◆ **Exercise task**: Repeat every entry in the listing below, exactly.

#### Records for processing

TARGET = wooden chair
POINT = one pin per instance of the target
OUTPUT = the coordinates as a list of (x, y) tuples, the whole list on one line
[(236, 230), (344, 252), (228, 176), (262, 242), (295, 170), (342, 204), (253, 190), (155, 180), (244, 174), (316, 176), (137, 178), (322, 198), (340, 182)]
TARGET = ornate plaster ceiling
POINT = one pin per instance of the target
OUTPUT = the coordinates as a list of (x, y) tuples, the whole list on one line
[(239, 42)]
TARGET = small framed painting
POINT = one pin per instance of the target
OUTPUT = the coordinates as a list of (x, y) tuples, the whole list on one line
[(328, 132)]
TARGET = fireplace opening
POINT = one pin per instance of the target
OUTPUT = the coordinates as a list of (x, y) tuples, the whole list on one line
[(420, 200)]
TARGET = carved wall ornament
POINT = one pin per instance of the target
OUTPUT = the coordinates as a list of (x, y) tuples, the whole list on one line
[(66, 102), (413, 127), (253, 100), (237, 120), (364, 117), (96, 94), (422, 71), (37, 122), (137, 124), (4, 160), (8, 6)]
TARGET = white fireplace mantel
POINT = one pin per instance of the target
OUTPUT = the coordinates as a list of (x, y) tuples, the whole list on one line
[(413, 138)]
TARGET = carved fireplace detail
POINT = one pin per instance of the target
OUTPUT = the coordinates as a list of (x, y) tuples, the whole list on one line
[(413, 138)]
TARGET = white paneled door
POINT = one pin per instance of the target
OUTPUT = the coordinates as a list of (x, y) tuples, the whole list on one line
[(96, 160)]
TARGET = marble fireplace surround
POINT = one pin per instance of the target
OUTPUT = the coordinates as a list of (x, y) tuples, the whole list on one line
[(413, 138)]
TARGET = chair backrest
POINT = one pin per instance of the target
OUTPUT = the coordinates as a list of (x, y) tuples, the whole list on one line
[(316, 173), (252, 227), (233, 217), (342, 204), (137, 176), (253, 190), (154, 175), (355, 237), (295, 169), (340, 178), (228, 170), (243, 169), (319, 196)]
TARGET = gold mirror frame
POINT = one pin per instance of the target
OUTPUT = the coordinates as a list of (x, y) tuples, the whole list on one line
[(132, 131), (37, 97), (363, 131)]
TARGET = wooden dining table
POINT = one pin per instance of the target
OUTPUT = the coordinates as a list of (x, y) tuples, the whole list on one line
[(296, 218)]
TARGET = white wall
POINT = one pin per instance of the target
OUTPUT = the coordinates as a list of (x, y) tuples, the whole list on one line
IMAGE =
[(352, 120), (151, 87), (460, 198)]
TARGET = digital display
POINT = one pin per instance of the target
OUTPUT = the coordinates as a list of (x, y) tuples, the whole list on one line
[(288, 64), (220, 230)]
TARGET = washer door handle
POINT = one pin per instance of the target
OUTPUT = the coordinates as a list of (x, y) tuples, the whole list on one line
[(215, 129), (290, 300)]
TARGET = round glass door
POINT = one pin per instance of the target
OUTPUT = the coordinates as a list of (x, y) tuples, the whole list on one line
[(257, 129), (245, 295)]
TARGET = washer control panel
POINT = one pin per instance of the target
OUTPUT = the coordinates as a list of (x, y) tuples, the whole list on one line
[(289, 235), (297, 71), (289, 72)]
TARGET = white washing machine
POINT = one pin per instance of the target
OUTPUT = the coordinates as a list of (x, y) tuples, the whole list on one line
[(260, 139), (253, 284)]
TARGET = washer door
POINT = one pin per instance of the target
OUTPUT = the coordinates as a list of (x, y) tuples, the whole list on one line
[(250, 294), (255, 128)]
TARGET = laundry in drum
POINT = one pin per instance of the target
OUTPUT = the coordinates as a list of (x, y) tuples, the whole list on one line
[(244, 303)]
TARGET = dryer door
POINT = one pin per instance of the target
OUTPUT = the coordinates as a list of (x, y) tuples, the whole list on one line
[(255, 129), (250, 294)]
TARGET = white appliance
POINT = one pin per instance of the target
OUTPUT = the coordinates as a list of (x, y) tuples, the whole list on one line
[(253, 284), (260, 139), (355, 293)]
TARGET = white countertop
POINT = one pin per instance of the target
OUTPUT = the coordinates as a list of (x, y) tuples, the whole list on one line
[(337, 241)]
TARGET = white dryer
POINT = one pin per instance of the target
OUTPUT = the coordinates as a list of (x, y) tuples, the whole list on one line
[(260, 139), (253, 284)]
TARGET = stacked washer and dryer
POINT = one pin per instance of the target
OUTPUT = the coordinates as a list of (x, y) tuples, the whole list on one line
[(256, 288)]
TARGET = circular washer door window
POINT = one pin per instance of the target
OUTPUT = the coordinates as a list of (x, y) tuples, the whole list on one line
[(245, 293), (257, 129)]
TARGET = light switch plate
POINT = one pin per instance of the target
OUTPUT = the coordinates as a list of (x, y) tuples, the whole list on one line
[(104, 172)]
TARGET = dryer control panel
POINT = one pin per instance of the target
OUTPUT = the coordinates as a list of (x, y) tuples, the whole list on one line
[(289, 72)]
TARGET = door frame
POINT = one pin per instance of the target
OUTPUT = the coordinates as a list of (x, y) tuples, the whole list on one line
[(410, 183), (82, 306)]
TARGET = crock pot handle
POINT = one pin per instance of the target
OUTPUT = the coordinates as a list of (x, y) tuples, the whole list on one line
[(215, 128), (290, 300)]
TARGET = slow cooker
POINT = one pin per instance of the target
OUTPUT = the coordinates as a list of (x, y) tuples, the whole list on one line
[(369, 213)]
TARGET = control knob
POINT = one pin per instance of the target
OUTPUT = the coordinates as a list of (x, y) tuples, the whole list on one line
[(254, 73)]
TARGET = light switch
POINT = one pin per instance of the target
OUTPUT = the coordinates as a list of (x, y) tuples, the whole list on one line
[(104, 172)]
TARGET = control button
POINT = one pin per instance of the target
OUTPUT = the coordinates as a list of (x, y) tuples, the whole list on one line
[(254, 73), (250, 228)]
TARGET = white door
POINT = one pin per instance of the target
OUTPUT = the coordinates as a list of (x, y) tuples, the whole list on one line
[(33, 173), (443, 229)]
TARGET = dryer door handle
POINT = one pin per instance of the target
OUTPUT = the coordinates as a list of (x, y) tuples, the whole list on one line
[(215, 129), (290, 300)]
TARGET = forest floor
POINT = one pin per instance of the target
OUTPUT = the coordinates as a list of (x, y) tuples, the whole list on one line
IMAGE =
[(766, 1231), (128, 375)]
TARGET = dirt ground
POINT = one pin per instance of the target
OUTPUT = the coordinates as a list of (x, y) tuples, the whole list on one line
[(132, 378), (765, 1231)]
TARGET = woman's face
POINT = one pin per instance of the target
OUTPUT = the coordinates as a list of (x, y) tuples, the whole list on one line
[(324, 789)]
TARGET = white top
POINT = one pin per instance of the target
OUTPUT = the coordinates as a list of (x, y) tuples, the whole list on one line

########

◆ **Complete answer**:
TARGET = wooden chair
POINT = one pin per instance of the target
OUTPUT = the coordinates as a list of (x, y) tuples, the whole list on one line
[(236, 230), (344, 252), (228, 176), (262, 242), (295, 170), (342, 204), (253, 190), (155, 180), (244, 174), (316, 176), (137, 178), (322, 198), (340, 182)]
TARGET = ornate plaster ceiling
POINT = one pin per instance of the target
OUTPUT = the coordinates as a list of (x, y) tuples, the whole list on one line
[(239, 42)]
TARGET = small framed painting
POINT = one pin per instance of the target
OUTPUT = the coordinates as a list of (x, y) tuples, the whole list on one line
[(328, 132)]
TARGET = fireplace opening
POINT = one pin per instance of the target
OUTPUT = the coordinates as a list of (x, y) tuples, the whole list on one line
[(420, 200)]
TARGET = carved wall ornament
POINT = one pin per instance of the target
OUTPUT = the coordinates as a list of (x, y) tuples, the whole list on one line
[(66, 102), (413, 127), (253, 100), (237, 120), (364, 117), (96, 94), (422, 71), (37, 122), (137, 124), (4, 160), (8, 6)]
TARGET = white fireplace mantel
POINT = one pin per instance of the target
OUTPUT = the coordinates as a list of (x, y) tuples, the whole list on one line
[(413, 138)]
TARGET = carved fireplace detail
POINT = one pin per instance of the target
OUTPUT = the coordinates as a list of (x, y) tuples, the whole list on one line
[(413, 138)]
TARGET = white paneled door
POINT = one pin per instance of the target
OUTPUT = the coordinates as a list of (x, y) tuples, the whole list on one line
[(96, 160)]
TARGET = marble fireplace surround
POINT = one pin per instance of the target
OUTPUT = the coordinates as a list of (x, y) tuples, the whole list on one line
[(413, 138)]
TARGET = chair backrest
POINT = one pin per instance of the target
OUTPUT = the coordinates as a list of (x, y) tuples, the whole list on one line
[(316, 173), (252, 227), (233, 217), (342, 204), (137, 176), (253, 190), (154, 175), (355, 237), (295, 169), (340, 178), (228, 170), (243, 169), (319, 196)]
TARGET = gold mirror frame
POINT = one pin per instance of the target
OUTPUT = the coordinates as a list of (x, y) tuples, the whole list on one line
[(132, 131), (37, 97), (363, 131)]
TARGET = wooden dining table
POINT = one pin per instance of the target
OUTPUT = the coordinates as a list of (x, y) tuples, the whole list on one line
[(296, 218)]
TARGET = white wall
POINT = one pin per instance of the target
OUTPUT = the coordinates as a list of (x, y) tuples, the whole list on one line
IMAGE =
[(352, 120), (151, 87), (460, 198)]
TARGET = digital display
POINT = one pin per instance of the target
OUTPUT = the coordinates as a list of (x, y) tuples, the whole list on one line
[(288, 64), (220, 230)]
TARGET = washer door handle
POINT = one pin per instance of the target
OUTPUT = the coordinates as a list of (x, y) tuples, the whole list on one line
[(215, 129), (290, 300)]
TARGET = round glass door
POINT = one pin per instance of the target
OUTPUT = the coordinates as a list of (x, y) tuples, the whole list on one line
[(257, 129), (245, 295)]
TARGET = washer control panel
POINT = one pin per instance of the target
OUTPUT = the coordinates as a list of (x, y) tuples, the whole list on one line
[(289, 235), (297, 71), (289, 72)]
TARGET = white washing machine
POINT = one pin per instance of the target
OUTPUT = the coordinates as a list of (x, y) tuples, the whole list on one line
[(260, 139), (253, 284)]
TARGET = washer door
POINT = one pin per instance of the target
OUTPUT = the coordinates as a list of (x, y) tuples, the whole list on one line
[(250, 294), (255, 128)]
TARGET = laundry in drum
POINT = one pin per instance of the target
OUTPUT = the coordinates as a list of (x, y) tuples, the whole list on one line
[(244, 303)]
TARGET = dryer door
POINT = one pin per instance of the target
OUTPUT = the coordinates as a list of (x, y) tuples, the whole list on one line
[(255, 129), (250, 294)]
TARGET = white appliance
POINT = one pin per instance of the target
OUTPUT = the coordinates as a list of (x, y) tuples, the whole list on one line
[(253, 284), (260, 139), (355, 293)]
TARGET = white countertop
POINT = one pin per instance of the target
OUTPUT = the coordinates as a list of (x, y) tuples, the whole list on one line
[(337, 241)]
TARGET = white dryer
POINT = one pin per instance of the target
OUTPUT = the coordinates as a list of (x, y) tuples, the whole list on one line
[(260, 139), (253, 284)]
TARGET = stacked washer and dryer
POINT = one pin per instance of the target
OUTPUT = the coordinates as a list of (x, y) tuples, the whole list on one line
[(256, 288)]
TARGET = circular washer door window
POINT = one pin per instance of the target
OUTPUT = the coordinates as a list of (x, y) tuples, the whole list on one line
[(245, 293), (257, 129)]
TARGET = light switch plate
POINT = one pin per instance of the target
OUTPUT = the coordinates as a list of (x, y) tuples, the whole list on one line
[(104, 172)]
TARGET = dryer control panel
POINT = one pin per instance of the target
OUTPUT = the coordinates as a list of (x, y) tuples, the whole list on one line
[(289, 72)]
TARGET = door frame
POINT = one pin per instance of the target
OUTPUT = the coordinates as a list of (x, y) tuples, the whole list on one line
[(410, 183), (82, 306)]
TARGET = crock pot handle
POINT = one pin per instance of the target
OUTPUT = the coordinates as a list of (x, y) tuples, the whole list on one line
[(215, 128), (290, 300)]
TARGET = slow cooker
POINT = one pin per instance of the target
OUTPUT = the coordinates as a list of (x, y) tuples, the whole list on one line
[(369, 213)]
TARGET = control knob
POINT = one pin per instance of the target
OUTPUT = the coordinates as a list of (x, y) tuples, the whole list on one line
[(254, 73)]
TARGET = light switch
POINT = one pin per instance of the target
OUTPUT = the coordinates as a list of (x, y) tuples, the whole list on one line
[(104, 172)]
TARGET = control button
POINT = one pin per instance of the target
OUTPUT = the coordinates as a list of (x, y) tuples, the whole list on one line
[(254, 73), (250, 228)]
TARGET = white door
POINT = one pin per instance of the target
OUTPUT = the coordinates as a list of (x, y) tuples, the whole list on one line
[(33, 173), (443, 229)]
TARGET = dryer door handle
POINT = one pin per instance of the target
OUTPUT = the coordinates as a list of (x, y) tuples, the whole list on one line
[(215, 129), (290, 300)]
TARGET = forest floor
POINT = one pin per instance of the target
OUTPUT = the coordinates as a list of (x, y) tuples, the whole list on one line
IMAGE =
[(766, 1231), (128, 375)]
TARGET = dirt ground
POINT = one pin per instance of the target
OUTPUT = the coordinates as a list of (x, y) tuples, the whole list on one line
[(132, 378), (765, 1231)]
TARGET = woman's face
POINT = one pin per instance of the target
OUTPUT = the coordinates as a list of (x, y) tuples, the whole list on one line
[(324, 789)]
TARGET = white top
POINT = one pin per instance of the target
OUTPUT = the coordinates as a list of (x, y) tuples, the whole list on one line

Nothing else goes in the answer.